» YOUR TASK
Change "boulder" to "large rock" in everything from the line containing "Objective — for every instance of the boulder, place" down to the line containing "Target: boulder", and reproduce only those lines with all else unchanged.

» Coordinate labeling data
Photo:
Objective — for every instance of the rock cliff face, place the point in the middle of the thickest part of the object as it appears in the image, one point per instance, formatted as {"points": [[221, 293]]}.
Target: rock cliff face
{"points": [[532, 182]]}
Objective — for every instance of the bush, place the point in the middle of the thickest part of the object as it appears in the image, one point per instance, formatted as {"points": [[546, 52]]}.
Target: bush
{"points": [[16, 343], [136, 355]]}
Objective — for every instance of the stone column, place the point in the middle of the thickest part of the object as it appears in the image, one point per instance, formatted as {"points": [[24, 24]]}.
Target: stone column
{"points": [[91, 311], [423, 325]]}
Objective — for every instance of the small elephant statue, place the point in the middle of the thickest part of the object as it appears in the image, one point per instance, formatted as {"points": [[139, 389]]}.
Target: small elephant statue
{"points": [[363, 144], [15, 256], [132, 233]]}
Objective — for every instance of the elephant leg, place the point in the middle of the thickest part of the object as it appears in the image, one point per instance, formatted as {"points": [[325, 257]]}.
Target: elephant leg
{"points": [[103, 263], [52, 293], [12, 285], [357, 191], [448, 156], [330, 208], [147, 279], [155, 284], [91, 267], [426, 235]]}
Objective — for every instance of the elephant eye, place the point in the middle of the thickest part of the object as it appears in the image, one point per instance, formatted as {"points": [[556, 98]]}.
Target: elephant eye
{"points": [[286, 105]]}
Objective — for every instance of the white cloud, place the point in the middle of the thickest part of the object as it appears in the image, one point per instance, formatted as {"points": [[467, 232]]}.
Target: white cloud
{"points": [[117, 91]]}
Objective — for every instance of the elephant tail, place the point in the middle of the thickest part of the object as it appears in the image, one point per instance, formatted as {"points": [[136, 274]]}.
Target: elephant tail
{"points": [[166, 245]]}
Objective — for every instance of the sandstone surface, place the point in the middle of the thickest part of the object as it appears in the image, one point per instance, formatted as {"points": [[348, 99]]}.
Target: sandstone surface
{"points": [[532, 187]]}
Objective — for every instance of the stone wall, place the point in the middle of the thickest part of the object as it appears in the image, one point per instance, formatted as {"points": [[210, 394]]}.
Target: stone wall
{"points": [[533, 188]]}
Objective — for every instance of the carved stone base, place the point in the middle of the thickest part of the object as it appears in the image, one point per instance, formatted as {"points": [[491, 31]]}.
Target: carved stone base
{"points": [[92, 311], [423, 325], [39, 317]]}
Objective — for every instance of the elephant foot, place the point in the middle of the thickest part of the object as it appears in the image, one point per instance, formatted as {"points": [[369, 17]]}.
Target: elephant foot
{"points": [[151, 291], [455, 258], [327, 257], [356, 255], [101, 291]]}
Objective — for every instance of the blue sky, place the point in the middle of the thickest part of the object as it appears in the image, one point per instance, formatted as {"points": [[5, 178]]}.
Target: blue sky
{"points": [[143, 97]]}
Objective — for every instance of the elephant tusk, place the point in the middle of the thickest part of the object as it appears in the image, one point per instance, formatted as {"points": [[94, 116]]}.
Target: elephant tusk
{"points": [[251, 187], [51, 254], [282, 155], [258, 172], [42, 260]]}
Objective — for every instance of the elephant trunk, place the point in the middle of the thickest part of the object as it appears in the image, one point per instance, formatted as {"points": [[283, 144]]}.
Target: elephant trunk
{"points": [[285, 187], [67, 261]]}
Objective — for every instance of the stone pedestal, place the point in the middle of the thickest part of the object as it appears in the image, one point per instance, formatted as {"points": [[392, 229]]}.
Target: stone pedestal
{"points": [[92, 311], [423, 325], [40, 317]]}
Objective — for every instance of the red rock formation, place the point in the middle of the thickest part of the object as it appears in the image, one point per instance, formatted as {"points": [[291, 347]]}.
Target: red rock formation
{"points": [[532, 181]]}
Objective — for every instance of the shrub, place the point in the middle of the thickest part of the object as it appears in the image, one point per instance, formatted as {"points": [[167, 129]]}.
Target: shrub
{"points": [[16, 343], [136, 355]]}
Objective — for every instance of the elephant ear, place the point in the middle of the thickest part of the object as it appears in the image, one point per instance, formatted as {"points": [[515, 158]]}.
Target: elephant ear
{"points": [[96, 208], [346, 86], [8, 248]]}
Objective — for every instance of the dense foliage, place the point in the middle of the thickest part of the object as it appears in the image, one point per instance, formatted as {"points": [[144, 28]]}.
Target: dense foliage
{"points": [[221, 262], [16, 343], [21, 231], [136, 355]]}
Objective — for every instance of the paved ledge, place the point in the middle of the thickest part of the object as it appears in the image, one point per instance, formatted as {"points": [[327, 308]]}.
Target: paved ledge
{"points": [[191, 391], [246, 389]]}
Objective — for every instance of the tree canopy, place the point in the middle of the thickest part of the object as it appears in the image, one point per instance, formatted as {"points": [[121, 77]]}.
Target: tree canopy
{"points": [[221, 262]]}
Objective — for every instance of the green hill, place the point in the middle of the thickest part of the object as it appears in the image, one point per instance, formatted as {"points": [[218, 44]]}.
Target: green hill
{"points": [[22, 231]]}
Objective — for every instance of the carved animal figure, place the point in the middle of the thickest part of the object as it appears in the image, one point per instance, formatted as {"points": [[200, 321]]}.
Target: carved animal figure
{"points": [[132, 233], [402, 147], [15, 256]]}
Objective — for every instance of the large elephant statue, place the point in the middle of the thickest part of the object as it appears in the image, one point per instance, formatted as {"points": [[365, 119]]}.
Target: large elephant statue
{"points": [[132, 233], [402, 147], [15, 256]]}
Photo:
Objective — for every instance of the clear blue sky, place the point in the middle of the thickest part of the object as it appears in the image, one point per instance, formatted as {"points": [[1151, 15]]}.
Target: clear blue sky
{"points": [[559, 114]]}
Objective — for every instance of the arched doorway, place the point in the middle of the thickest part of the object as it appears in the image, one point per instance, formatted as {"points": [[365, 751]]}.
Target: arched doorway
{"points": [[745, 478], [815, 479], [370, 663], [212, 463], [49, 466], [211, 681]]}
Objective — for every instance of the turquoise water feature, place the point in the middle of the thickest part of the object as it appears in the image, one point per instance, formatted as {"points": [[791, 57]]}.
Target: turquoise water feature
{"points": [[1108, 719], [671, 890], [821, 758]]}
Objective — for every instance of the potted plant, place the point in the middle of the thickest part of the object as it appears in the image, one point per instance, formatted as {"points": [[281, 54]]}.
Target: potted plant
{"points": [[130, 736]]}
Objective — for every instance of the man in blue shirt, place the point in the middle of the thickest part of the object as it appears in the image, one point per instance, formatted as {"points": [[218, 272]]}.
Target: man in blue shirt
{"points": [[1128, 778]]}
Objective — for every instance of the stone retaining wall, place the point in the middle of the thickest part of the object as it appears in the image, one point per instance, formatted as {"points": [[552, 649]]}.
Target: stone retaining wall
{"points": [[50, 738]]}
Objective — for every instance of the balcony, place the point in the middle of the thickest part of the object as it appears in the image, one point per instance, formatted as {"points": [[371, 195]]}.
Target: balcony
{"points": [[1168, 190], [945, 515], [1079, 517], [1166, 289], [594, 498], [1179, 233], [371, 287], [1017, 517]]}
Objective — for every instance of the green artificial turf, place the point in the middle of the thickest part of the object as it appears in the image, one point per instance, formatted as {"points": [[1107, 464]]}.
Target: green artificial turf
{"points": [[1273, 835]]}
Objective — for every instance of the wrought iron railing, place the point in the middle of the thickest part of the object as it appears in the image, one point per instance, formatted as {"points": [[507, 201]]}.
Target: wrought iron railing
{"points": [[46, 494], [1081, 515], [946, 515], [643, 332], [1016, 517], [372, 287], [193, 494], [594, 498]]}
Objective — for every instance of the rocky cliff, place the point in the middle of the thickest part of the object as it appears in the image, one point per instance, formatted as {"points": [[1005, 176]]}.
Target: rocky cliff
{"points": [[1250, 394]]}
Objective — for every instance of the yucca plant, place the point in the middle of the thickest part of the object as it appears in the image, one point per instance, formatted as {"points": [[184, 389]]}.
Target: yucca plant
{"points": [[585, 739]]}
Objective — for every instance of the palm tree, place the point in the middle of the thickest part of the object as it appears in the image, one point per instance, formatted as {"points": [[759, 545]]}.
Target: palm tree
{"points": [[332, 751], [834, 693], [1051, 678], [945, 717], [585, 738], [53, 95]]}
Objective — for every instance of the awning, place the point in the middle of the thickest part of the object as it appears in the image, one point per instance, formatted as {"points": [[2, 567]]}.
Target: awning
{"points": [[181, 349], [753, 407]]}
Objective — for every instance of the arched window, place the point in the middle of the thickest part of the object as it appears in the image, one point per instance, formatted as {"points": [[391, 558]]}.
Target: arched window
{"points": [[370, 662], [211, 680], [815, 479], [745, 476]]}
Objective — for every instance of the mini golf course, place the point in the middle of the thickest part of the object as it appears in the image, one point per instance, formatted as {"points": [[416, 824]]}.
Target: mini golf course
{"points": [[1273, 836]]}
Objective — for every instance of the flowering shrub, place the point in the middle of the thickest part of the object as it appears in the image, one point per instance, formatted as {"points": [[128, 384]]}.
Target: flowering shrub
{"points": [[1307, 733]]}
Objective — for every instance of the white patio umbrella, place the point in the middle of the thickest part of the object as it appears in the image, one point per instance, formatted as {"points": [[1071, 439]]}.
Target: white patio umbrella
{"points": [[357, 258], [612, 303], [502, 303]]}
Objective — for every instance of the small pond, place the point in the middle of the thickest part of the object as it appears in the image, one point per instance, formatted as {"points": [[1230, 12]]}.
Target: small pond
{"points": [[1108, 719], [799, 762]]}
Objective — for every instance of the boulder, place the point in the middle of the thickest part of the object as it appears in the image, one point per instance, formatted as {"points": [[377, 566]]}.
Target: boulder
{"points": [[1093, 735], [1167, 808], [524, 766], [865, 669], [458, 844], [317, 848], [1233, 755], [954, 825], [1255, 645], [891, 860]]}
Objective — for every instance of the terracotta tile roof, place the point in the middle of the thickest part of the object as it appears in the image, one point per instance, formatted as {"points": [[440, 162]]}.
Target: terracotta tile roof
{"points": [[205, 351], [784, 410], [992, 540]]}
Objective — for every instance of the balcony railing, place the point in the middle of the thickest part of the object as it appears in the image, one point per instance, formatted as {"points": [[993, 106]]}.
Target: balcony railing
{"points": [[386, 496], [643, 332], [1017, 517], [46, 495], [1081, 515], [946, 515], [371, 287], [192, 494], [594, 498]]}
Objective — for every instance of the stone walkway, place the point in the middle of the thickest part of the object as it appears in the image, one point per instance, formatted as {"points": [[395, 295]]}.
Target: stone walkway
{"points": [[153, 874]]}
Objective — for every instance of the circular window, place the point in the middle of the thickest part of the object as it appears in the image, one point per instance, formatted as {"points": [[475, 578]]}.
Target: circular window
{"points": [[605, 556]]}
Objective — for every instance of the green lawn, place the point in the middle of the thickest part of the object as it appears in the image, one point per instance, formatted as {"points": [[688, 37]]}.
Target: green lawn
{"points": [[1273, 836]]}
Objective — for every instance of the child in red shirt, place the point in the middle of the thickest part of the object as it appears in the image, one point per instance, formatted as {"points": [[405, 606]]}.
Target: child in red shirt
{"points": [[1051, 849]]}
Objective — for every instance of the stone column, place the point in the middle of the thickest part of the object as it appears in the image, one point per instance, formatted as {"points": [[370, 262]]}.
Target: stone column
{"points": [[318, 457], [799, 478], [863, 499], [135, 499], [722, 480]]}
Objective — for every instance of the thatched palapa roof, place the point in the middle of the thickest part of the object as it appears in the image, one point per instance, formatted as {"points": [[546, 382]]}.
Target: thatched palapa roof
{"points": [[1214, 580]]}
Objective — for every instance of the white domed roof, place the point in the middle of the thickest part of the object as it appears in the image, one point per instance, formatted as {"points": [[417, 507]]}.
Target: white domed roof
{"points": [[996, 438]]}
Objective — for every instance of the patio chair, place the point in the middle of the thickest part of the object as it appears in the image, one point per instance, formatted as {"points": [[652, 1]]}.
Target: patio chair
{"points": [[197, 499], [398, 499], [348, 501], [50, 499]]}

» OUTPUT FOR THIS EXERCISE
Objective — for every instance of the large rock, place the point in the middle of the thickest part of the object as it appears in the image, one point per instance, formatted as {"points": [[377, 566]]}.
Target: large rock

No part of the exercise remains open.